>> Start

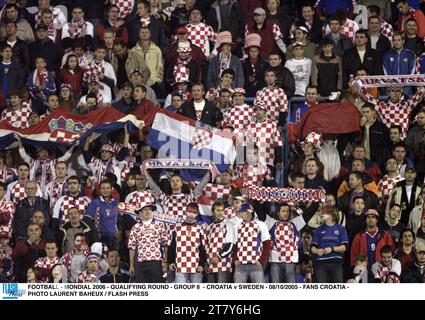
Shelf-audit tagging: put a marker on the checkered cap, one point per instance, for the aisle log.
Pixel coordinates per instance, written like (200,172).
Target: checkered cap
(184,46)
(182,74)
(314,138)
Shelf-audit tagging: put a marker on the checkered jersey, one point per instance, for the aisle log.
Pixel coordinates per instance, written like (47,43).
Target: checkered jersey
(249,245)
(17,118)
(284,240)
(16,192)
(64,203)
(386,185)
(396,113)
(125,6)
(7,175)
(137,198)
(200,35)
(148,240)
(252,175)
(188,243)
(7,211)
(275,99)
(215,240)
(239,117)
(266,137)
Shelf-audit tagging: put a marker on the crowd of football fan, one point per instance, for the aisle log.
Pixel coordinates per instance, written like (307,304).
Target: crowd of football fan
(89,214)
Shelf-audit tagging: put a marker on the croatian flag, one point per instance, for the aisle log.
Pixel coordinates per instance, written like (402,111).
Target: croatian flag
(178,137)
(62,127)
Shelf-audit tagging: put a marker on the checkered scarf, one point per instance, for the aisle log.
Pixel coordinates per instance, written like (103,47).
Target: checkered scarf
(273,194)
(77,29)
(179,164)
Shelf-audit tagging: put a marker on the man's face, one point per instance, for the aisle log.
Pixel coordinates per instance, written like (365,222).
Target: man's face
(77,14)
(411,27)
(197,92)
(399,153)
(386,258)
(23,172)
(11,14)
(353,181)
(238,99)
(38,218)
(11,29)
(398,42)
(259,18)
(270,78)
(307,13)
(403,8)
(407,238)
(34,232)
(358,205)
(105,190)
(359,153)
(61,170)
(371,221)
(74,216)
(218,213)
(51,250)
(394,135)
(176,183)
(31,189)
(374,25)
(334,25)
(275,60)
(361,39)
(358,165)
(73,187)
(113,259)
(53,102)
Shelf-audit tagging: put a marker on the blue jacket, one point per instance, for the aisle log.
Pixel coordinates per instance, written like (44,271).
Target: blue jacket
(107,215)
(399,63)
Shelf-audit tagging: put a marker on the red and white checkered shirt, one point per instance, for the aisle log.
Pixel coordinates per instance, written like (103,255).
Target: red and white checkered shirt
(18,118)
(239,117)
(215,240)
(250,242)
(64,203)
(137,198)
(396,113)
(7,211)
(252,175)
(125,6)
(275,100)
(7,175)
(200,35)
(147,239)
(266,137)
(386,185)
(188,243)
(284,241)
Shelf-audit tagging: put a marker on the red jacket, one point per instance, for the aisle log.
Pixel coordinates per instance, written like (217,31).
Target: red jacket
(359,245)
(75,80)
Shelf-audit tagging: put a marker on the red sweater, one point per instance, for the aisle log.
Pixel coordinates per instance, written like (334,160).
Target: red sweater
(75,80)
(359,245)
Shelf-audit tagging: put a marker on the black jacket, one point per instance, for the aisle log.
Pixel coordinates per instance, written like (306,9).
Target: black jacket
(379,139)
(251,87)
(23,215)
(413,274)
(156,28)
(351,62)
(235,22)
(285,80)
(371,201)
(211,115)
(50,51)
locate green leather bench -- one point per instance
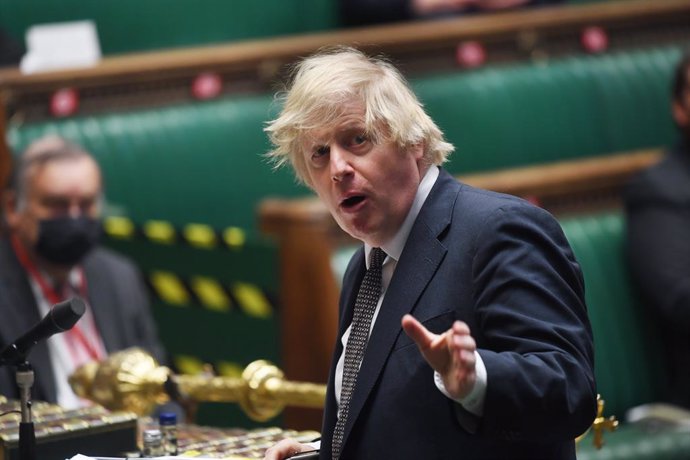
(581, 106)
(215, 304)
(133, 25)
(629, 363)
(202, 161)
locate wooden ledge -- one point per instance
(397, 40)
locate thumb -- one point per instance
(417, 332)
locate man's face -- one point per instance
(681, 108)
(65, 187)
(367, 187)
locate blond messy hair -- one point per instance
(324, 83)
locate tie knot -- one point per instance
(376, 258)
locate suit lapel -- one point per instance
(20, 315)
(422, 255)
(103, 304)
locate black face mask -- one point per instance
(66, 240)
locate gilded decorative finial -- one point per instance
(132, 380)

>> End
>> Start

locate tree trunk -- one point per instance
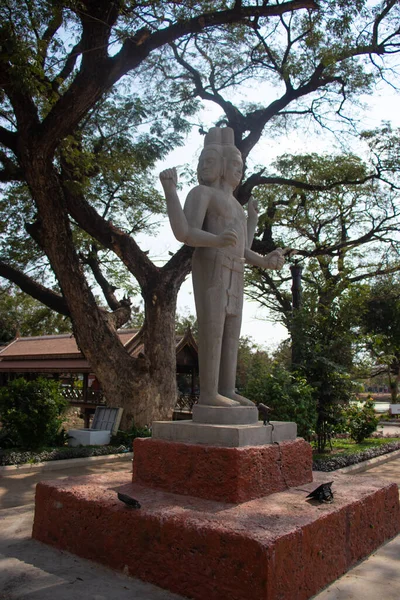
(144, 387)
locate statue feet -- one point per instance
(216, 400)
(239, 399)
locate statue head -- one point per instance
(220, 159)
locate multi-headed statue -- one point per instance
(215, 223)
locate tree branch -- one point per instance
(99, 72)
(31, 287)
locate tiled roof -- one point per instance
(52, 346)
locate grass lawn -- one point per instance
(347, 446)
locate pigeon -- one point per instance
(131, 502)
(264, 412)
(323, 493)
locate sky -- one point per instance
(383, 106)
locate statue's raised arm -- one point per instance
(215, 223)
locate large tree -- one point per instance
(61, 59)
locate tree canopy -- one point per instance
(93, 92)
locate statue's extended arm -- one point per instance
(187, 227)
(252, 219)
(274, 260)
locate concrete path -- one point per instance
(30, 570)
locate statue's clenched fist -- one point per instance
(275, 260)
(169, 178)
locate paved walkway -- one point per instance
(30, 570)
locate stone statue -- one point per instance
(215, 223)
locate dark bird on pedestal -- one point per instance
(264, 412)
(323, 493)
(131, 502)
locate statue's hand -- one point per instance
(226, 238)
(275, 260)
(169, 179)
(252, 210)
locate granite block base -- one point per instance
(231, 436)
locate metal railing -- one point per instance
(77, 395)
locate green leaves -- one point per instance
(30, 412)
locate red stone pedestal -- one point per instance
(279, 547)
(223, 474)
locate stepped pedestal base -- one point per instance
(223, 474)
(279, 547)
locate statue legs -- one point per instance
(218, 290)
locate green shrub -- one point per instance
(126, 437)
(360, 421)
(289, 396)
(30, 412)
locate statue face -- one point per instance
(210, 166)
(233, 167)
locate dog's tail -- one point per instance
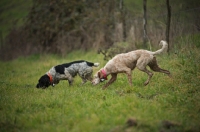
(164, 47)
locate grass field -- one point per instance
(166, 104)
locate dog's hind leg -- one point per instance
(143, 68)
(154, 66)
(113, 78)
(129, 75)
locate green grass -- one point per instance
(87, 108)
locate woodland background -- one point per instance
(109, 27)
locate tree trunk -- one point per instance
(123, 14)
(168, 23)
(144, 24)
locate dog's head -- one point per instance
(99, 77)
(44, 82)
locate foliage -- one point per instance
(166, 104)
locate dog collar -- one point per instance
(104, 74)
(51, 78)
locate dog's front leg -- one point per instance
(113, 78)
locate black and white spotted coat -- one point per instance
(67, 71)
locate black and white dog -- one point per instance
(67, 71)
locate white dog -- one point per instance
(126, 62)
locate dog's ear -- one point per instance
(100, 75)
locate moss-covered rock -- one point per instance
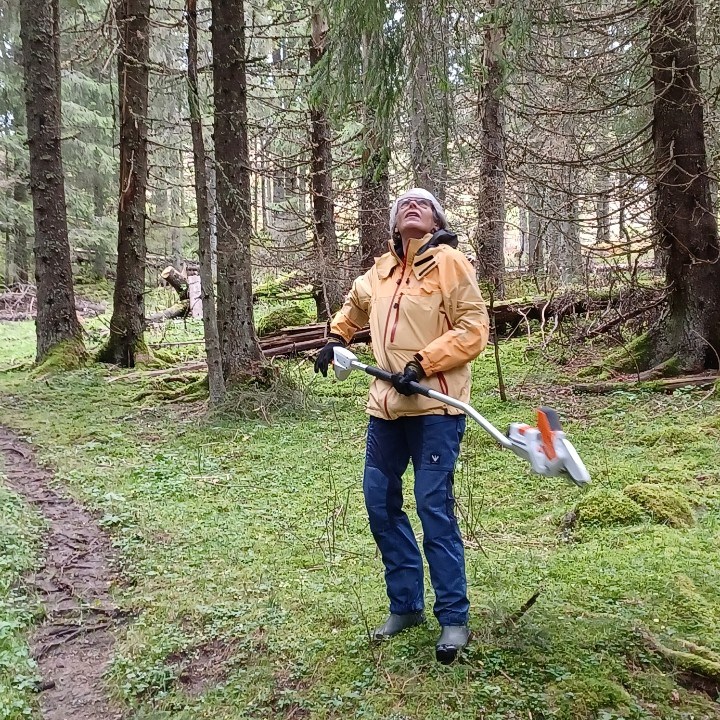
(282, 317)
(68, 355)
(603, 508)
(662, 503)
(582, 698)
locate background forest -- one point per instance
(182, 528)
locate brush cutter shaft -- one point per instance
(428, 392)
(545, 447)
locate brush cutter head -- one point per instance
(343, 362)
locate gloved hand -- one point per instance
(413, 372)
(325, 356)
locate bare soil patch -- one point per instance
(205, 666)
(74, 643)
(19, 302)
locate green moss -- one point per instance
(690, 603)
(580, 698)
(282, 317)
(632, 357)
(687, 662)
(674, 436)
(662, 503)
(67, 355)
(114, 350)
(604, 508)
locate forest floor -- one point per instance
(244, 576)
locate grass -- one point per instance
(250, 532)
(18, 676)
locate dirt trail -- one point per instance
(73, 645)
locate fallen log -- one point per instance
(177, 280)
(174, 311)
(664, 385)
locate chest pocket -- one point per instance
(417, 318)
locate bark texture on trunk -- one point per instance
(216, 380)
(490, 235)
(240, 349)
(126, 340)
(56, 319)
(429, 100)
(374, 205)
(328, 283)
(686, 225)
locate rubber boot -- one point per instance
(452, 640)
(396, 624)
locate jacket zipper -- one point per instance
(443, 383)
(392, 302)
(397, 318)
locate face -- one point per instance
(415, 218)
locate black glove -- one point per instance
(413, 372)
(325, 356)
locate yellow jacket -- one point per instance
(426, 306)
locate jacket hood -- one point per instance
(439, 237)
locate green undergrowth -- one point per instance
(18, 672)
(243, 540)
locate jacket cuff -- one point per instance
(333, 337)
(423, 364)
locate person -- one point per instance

>> End

> _Work to be completed_
Identify every line in the items above that contains the word "sweater", and copy each of those lines in full. Case counts.

> _Completed exercise_
Shelf-audit tagging: put a marker on the red sweater, one point per instance, for the aisle log.
Target: red sweater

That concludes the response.